Given task
Gather each line in the material below that contains the string "Query", and copy every such line in full.

Data lines

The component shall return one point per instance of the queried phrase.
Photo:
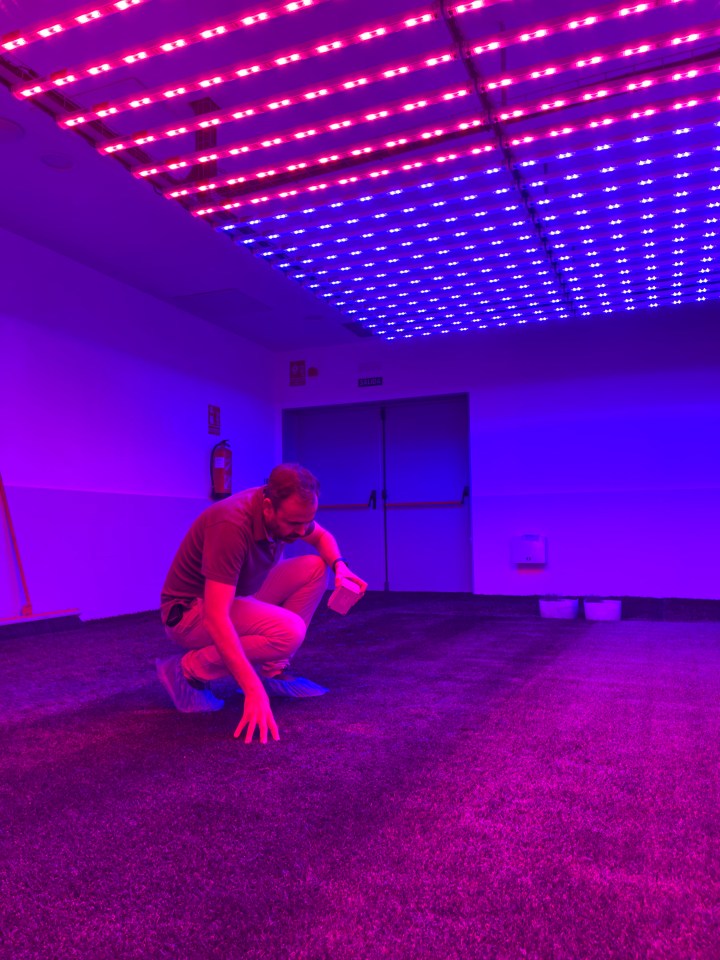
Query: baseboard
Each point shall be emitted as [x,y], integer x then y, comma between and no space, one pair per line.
...
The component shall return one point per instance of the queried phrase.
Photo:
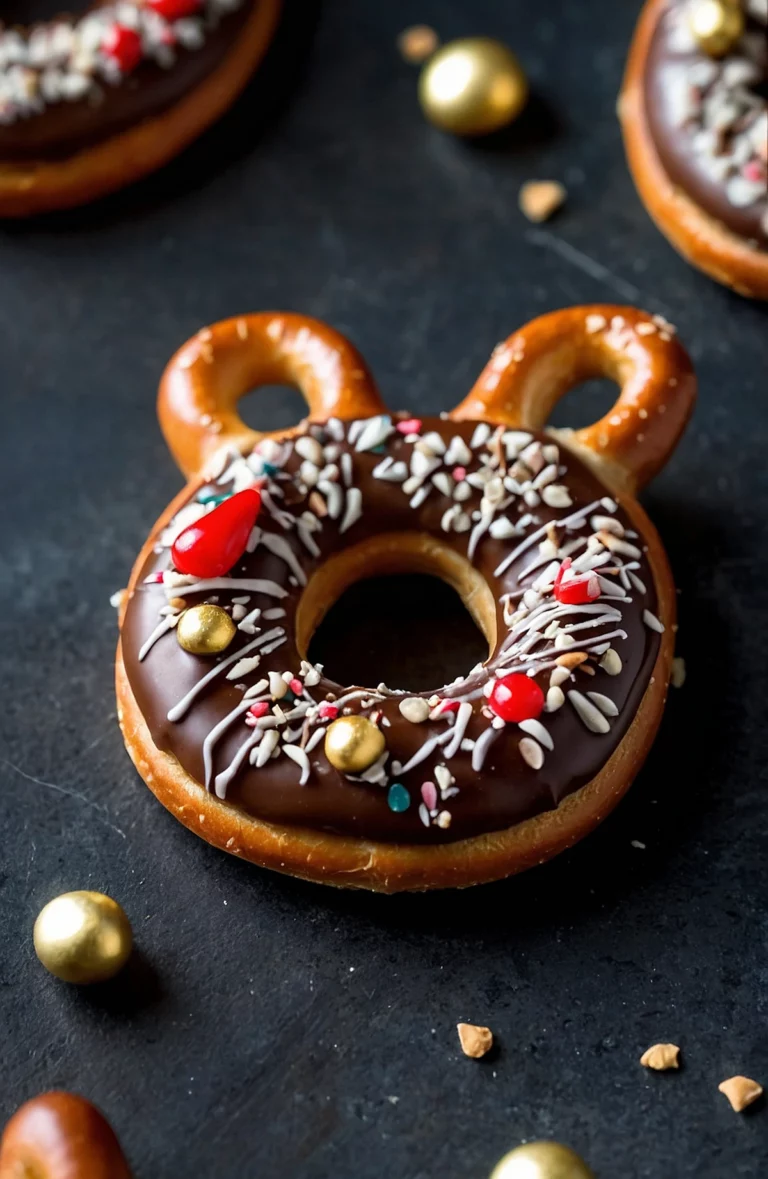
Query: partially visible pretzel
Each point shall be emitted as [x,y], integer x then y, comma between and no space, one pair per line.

Answer for the task
Query: baseboard
Query: partially visible pretzel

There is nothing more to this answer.